STUDY QUESTIONS:
a. Reproduce the passage about winter and exhaustion word for word, everything from "I’m tired, guys." down to "I’m so tired.".
b. Answer these from the passage about winter and exhaustion:
(i) What has the once soft and shining snow turned into?
(ii) What has put everyone at the writer's workplace under pressure?
(iii) What creature is the to-do list compared to?
c. Pick up the passage about winter and exhaustion after its last sentence and keep writing it.

I’m tired, guys.
I look out my window at a desert of old snow. Once soft and shining, it has become an icy crust over withered grass and frozen mud. The sun shines now and then, melting snow, only for the water to freeze overnight into slick, dangerous patches of ice. I haven’t had even a glimpse of green leaves in months. The landscape is a gloomy muddle of white and brown and gray. Overhead, the sky is a weary, faded blue… when it isn’t covered by clouds. It’s cold.
I’m so tired.
Work has been ghastly. We’ve been short-staffed, putting everyone under pressure. My workplace has become toxic with complaints, accusations, gossip, and abusive remarks. No matter how hard I work, I seem to take an unfair share of blame. I often feel unappreciated at work, but I’m beginning to feel unwanted. It hurts.
At the end of the day, exhausted, I go to bed, trying not to think about work, blogging, or any of the things on my to-do list. That list never seems to get any shorter: like the hydra, which grows two heads for each one cut off, my to-do list defies my attempts to conquer it.
I’m so, so tired.
C.S. Lewis once described a curse that made it “always winter but never Christmas.” I’m amused by the childlike clarification about the holiday. After all, when confronted by eternal winter, only children would be concerned by its effect on Christmas; the grownups would be too busy worrying about food, warmth, shelter, and the collapse of Society As We Know It.

SOURCE INFORMATION:
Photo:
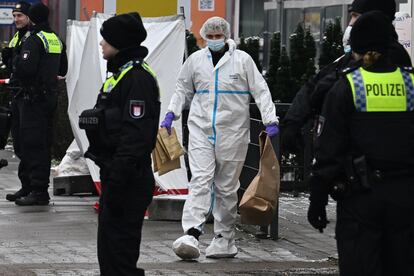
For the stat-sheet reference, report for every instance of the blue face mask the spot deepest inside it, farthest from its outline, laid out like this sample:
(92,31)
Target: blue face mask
(215,45)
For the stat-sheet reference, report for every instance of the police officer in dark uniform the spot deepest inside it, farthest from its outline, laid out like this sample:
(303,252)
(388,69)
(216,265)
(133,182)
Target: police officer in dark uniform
(36,67)
(365,146)
(122,131)
(22,22)
(309,99)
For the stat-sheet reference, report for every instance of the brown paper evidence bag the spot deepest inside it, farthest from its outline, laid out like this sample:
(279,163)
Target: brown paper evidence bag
(167,152)
(258,204)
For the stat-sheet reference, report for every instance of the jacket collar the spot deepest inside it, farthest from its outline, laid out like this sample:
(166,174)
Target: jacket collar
(137,53)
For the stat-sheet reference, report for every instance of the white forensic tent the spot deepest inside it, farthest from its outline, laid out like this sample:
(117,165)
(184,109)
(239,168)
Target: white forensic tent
(165,42)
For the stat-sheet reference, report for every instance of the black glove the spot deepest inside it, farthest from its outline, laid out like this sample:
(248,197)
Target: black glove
(319,192)
(291,138)
(317,215)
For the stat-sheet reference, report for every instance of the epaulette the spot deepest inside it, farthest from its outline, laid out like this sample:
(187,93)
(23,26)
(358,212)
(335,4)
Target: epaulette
(408,69)
(348,70)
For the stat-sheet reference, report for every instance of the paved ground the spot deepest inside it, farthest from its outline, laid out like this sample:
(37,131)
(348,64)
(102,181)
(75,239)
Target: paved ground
(60,239)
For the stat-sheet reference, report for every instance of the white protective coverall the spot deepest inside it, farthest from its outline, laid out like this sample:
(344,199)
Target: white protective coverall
(219,131)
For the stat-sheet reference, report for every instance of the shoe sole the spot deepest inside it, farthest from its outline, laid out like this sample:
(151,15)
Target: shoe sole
(187,252)
(221,256)
(38,203)
(10,199)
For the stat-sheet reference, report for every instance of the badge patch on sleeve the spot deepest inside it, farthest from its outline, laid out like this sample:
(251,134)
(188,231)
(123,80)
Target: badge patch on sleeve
(319,128)
(26,55)
(136,109)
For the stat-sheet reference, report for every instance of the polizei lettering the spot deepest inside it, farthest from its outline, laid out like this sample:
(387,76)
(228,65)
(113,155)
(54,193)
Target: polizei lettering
(385,89)
(89,120)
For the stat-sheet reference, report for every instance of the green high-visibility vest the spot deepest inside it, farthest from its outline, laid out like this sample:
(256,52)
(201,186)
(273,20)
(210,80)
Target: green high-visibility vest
(13,42)
(111,82)
(51,42)
(382,92)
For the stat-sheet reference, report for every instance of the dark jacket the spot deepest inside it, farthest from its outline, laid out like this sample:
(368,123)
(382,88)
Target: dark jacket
(130,139)
(309,99)
(384,138)
(33,67)
(8,53)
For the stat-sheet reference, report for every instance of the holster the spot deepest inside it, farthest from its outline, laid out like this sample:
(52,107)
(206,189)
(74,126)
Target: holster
(356,178)
(5,125)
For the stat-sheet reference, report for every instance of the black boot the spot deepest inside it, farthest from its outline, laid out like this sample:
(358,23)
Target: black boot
(34,198)
(19,194)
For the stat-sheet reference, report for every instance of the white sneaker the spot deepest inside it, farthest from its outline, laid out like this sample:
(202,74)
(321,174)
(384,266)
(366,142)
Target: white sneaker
(221,247)
(186,247)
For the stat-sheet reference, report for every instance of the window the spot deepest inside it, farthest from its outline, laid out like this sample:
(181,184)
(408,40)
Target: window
(251,18)
(206,5)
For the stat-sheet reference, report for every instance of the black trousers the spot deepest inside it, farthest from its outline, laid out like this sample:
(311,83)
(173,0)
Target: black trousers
(375,230)
(31,130)
(120,223)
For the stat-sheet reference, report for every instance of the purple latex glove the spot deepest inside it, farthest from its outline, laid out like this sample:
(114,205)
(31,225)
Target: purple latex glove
(169,117)
(272,130)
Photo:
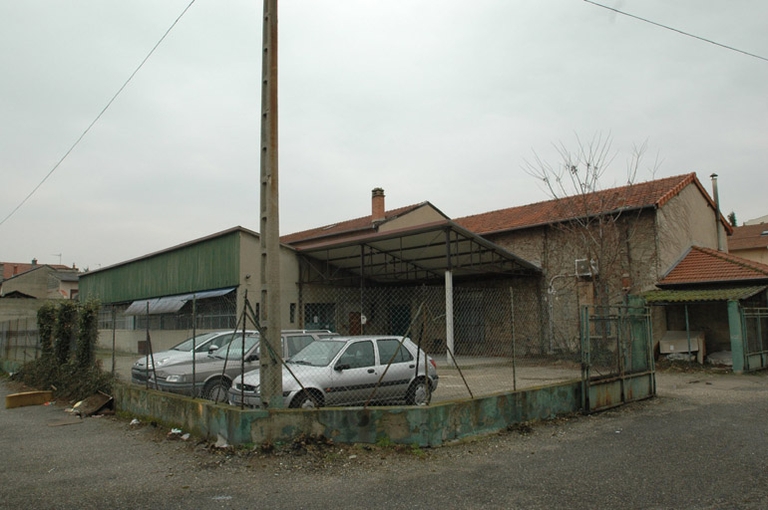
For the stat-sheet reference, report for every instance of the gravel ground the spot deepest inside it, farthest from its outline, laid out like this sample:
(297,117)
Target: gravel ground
(701,444)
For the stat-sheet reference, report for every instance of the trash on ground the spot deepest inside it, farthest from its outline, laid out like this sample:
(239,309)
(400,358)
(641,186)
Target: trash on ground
(92,404)
(724,358)
(221,442)
(174,434)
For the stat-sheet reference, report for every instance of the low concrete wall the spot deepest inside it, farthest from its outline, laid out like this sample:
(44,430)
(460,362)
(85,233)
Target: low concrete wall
(426,426)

ANSWERS TO THE EXERCISES:
a.
I’m tired, guys.
I look out my window at a desert of old snow. Once soft and shining, it has become an icy crust over withered grass and frozen mud. The sun shines now and then, melting snow, only for the water to freeze overnight into slick, dangerous patches of ice. I haven’t had even a glimpse of green leaves in months. The landscape is a gloomy muddle of white and brown and gray. Overhead, the sky is a weary, faded blue… when it isn’t covered by clouds. It’s cold.
I’m so tired.

b.
(i) An icy crust over withered grass and frozen mud.
(ii) Being short-staffed.
(iii) The hydra.

c.
All the same, I admit that “always winter but never Christmas” paints a bleak picture. It suggests gloom, bitterness, and suffering with no consolation. There are no holidays to brighten the darkness: no parties, presents, or carols to keep hope alive. “Always winter but never Christmas” is an awful thing. It wears away a person.
In the end, though, that curse was broken. No winter lasts forever. Sooner or later, spring melts the snow and breathes life into the grass and trees. Spring is a resurrection. Spring is a promise, echoing the very words of God: “I am making everything new!”
I should also point out, for the record, that I had a very nice Christmas.
As it happens, beyond the holidays, my winter hasn’t lacked for blessings. I haven’t run out of coffee. I grumble about winter from the warmth of a cozy apartment. My job has hit a rough patch, yet I’m thankful to be employed. My life isn’t really “always winter but never Christmas.” It’s occasionally winter and sometimes Christmas, and there’s one more consolation.
Spring is coming.
I’m waiting to see some blossoms on the skeletal trees outside my apartment. I’m trusting, hoping, and persevering—at least, I’m trying. (I’m certainly drinking a lot of coffee, so that helps.) Spring will arrive with warmth and sunshine and explosions of pink petals. I know it will.
As I blunder onward, one day at a time, I’m trying not to forget it.